→ **Instructions for the task**:
All of the data below should be set down again verbatim, without any images.

[Records drawn from a dataset]
=======

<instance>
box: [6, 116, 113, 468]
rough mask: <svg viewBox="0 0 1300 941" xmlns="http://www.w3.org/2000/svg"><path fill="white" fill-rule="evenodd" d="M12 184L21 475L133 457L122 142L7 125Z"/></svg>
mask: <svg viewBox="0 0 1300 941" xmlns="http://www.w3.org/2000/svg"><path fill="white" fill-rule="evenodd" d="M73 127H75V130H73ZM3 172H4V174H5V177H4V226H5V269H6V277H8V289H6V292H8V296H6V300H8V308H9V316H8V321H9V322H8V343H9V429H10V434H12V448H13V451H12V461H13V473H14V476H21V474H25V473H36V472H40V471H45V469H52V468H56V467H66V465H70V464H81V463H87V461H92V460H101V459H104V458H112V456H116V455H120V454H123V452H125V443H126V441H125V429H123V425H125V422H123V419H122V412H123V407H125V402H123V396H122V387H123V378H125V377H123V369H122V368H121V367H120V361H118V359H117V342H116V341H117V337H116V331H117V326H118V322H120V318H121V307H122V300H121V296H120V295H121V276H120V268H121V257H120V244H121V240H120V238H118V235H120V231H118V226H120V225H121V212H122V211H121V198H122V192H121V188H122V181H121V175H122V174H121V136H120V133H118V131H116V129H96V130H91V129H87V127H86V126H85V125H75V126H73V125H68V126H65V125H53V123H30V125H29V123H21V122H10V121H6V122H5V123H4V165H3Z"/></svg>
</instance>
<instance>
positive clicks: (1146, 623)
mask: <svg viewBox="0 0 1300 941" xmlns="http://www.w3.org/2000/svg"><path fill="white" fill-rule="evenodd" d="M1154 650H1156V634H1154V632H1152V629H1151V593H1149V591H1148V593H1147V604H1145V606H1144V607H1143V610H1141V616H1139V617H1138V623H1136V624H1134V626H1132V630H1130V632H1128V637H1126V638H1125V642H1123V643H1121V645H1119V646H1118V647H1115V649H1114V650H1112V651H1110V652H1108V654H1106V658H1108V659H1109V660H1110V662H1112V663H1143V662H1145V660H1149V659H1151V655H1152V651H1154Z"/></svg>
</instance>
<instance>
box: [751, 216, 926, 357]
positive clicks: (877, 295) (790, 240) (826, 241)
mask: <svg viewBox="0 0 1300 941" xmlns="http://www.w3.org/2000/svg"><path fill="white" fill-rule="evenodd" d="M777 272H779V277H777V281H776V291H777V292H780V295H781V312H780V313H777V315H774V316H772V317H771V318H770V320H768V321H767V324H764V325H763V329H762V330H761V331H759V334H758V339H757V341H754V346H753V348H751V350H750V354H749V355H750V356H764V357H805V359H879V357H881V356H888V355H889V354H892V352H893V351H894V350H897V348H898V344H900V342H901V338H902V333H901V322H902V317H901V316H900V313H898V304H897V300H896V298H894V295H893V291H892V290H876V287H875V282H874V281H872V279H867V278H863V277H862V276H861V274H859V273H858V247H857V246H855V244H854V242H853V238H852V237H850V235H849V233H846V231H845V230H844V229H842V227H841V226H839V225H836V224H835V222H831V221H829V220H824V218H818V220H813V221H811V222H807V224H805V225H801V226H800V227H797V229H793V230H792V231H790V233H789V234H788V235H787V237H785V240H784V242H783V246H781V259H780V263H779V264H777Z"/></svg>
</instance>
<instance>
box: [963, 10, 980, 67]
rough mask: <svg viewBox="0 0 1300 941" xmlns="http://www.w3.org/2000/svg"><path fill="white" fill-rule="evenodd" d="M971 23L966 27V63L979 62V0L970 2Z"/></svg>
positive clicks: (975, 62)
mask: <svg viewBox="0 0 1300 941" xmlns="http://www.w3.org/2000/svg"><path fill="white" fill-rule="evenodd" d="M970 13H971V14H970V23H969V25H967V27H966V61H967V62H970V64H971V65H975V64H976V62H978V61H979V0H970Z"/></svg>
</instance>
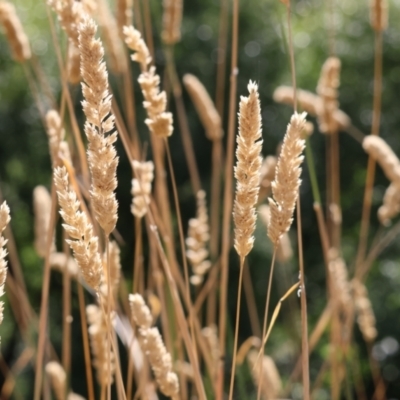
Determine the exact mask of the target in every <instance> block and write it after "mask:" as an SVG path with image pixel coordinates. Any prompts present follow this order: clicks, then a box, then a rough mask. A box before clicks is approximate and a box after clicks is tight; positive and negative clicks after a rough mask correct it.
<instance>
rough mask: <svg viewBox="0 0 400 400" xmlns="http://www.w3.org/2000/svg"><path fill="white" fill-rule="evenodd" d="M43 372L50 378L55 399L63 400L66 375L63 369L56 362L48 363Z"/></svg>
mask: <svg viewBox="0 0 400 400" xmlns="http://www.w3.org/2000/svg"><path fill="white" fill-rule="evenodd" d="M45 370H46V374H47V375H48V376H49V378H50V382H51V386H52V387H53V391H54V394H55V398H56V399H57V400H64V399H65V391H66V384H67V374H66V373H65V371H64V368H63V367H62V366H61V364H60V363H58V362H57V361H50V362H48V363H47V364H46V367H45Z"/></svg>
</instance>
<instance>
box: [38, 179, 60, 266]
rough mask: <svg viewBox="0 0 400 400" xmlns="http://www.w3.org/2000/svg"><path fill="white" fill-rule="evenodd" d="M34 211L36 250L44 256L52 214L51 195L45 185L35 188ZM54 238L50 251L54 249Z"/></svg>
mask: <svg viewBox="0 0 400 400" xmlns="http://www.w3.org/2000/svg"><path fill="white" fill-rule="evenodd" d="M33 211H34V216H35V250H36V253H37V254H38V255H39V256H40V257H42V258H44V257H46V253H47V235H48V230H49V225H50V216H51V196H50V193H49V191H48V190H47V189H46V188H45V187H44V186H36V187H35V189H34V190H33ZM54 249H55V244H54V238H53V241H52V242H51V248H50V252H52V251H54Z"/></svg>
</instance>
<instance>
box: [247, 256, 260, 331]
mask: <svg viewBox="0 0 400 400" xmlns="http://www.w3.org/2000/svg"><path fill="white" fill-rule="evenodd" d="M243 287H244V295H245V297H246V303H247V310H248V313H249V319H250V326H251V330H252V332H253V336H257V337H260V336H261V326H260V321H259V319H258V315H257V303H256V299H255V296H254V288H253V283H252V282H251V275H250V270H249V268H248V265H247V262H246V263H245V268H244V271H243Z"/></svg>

=======

→ **Exercise response**:
<instance>
box: [6, 116, 113, 468]
rough mask: <svg viewBox="0 0 1300 941" xmlns="http://www.w3.org/2000/svg"><path fill="white" fill-rule="evenodd" d="M12 184L21 475L133 457L122 142L7 125Z"/></svg>
mask: <svg viewBox="0 0 1300 941" xmlns="http://www.w3.org/2000/svg"><path fill="white" fill-rule="evenodd" d="M73 127H75V130H73ZM3 172H4V174H5V177H4V226H5V269H6V277H8V289H6V292H8V296H6V300H8V308H9V316H8V321H9V322H8V343H9V429H10V434H12V448H13V451H12V461H13V473H14V476H21V474H25V473H36V472H40V471H45V469H52V468H56V467H66V465H70V464H81V463H87V461H92V460H101V459H104V458H112V456H116V455H120V454H123V452H125V443H126V441H125V429H123V425H125V422H123V419H122V412H123V407H125V402H123V396H122V387H123V378H125V377H123V369H122V368H121V367H120V361H118V359H117V342H116V341H117V337H116V331H117V326H118V322H120V318H121V307H122V300H121V296H120V295H121V276H120V268H121V257H120V244H121V240H120V238H118V235H120V231H118V226H120V225H121V212H122V211H121V198H122V192H121V188H122V181H121V175H122V174H121V136H120V133H118V131H116V129H96V130H91V129H87V127H86V126H85V125H75V126H73V125H68V126H65V125H53V123H30V125H29V123H21V122H10V121H6V122H5V123H4V165H3Z"/></svg>
</instance>
<instance>
positive clicks: (1146, 623)
mask: <svg viewBox="0 0 1300 941" xmlns="http://www.w3.org/2000/svg"><path fill="white" fill-rule="evenodd" d="M1154 650H1156V634H1154V632H1152V629H1151V593H1149V591H1148V593H1147V604H1145V606H1144V607H1143V610H1141V616H1139V617H1138V623H1136V624H1134V626H1132V630H1130V632H1128V637H1126V638H1125V642H1123V643H1121V645H1119V646H1118V647H1115V649H1114V650H1112V651H1110V652H1108V654H1106V658H1108V659H1109V660H1110V662H1112V663H1143V662H1145V660H1149V659H1151V655H1152V651H1154Z"/></svg>
</instance>
<instance>
box: [751, 216, 926, 357]
positive clicks: (877, 295) (790, 240) (826, 241)
mask: <svg viewBox="0 0 1300 941" xmlns="http://www.w3.org/2000/svg"><path fill="white" fill-rule="evenodd" d="M777 272H779V277H777V281H776V291H777V292H780V295H781V312H780V313H777V315H774V316H772V317H771V318H770V320H768V321H767V324H764V325H763V329H762V330H761V331H759V334H758V339H757V341H754V346H753V348H751V350H750V354H749V355H750V356H764V357H805V359H879V357H881V356H888V355H889V354H892V352H893V351H894V350H897V348H898V344H900V342H901V338H902V333H901V322H902V317H901V316H900V313H898V304H897V300H896V298H894V295H893V291H892V290H876V287H875V282H874V281H872V279H867V278H863V277H862V276H861V274H859V273H858V247H857V246H855V244H854V242H853V238H852V237H850V235H849V233H846V231H845V230H844V229H842V227H841V226H839V225H836V224H835V222H831V221H829V220H824V218H818V220H813V221H811V222H807V224H805V225H801V226H800V227H797V229H793V230H792V231H790V233H789V234H788V235H787V237H785V240H784V242H783V246H781V259H780V263H779V264H777Z"/></svg>
</instance>
<instance>
box: [963, 10, 980, 67]
rough mask: <svg viewBox="0 0 1300 941" xmlns="http://www.w3.org/2000/svg"><path fill="white" fill-rule="evenodd" d="M971 23L966 27V63L979 62V0L970 2Z"/></svg>
positive clicks: (975, 62)
mask: <svg viewBox="0 0 1300 941" xmlns="http://www.w3.org/2000/svg"><path fill="white" fill-rule="evenodd" d="M970 13H971V14H970V23H969V25H967V27H966V61H967V62H970V64H971V65H975V64H976V62H978V61H979V0H970Z"/></svg>
</instance>
Determine the exact mask of the target in every <instance> block and write it after "mask:" as an SVG path with image pixel coordinates. Any prompts present follow this order: clicks, then a box, then a rough mask. A box before clicks is approximate and a box after clicks is tight; positive and negative clicks after a rough mask correct it.
<instance>
rough mask: <svg viewBox="0 0 400 400" xmlns="http://www.w3.org/2000/svg"><path fill="white" fill-rule="evenodd" d="M43 372L50 378L55 399L63 400L66 375L63 369L56 362L48 363Z"/></svg>
mask: <svg viewBox="0 0 400 400" xmlns="http://www.w3.org/2000/svg"><path fill="white" fill-rule="evenodd" d="M45 370H46V374H47V375H48V376H49V378H50V382H51V386H52V387H53V391H54V394H55V398H56V399H57V400H64V399H65V391H66V384H67V374H66V373H65V371H64V368H63V367H62V366H61V364H60V363H58V362H57V361H50V362H48V363H47V364H46V367H45Z"/></svg>
</instance>
<instance>
box: [38, 179, 60, 266]
rough mask: <svg viewBox="0 0 400 400" xmlns="http://www.w3.org/2000/svg"><path fill="white" fill-rule="evenodd" d="M34 211L36 250L44 256L52 214L51 195L45 185L35 188ZM54 238L50 251L54 249Z"/></svg>
mask: <svg viewBox="0 0 400 400" xmlns="http://www.w3.org/2000/svg"><path fill="white" fill-rule="evenodd" d="M33 211H34V216H35V250H36V253H37V254H38V255H39V256H40V257H42V258H44V257H46V253H47V235H48V230H49V225H50V216H51V196H50V193H49V191H48V190H47V189H46V188H45V187H44V186H36V187H35V189H34V190H33ZM54 249H55V244H54V238H53V241H52V242H51V248H50V252H52V251H54Z"/></svg>
</instance>
<instance>
box: [247, 256, 260, 331]
mask: <svg viewBox="0 0 400 400" xmlns="http://www.w3.org/2000/svg"><path fill="white" fill-rule="evenodd" d="M243 287H244V295H245V297H246V303H247V310H248V313H249V319H250V326H251V330H252V332H253V336H257V337H260V336H261V326H260V321H259V319H258V315H257V303H256V299H255V296H254V288H253V283H252V282H251V275H250V270H249V268H248V265H247V262H246V263H245V268H244V271H243Z"/></svg>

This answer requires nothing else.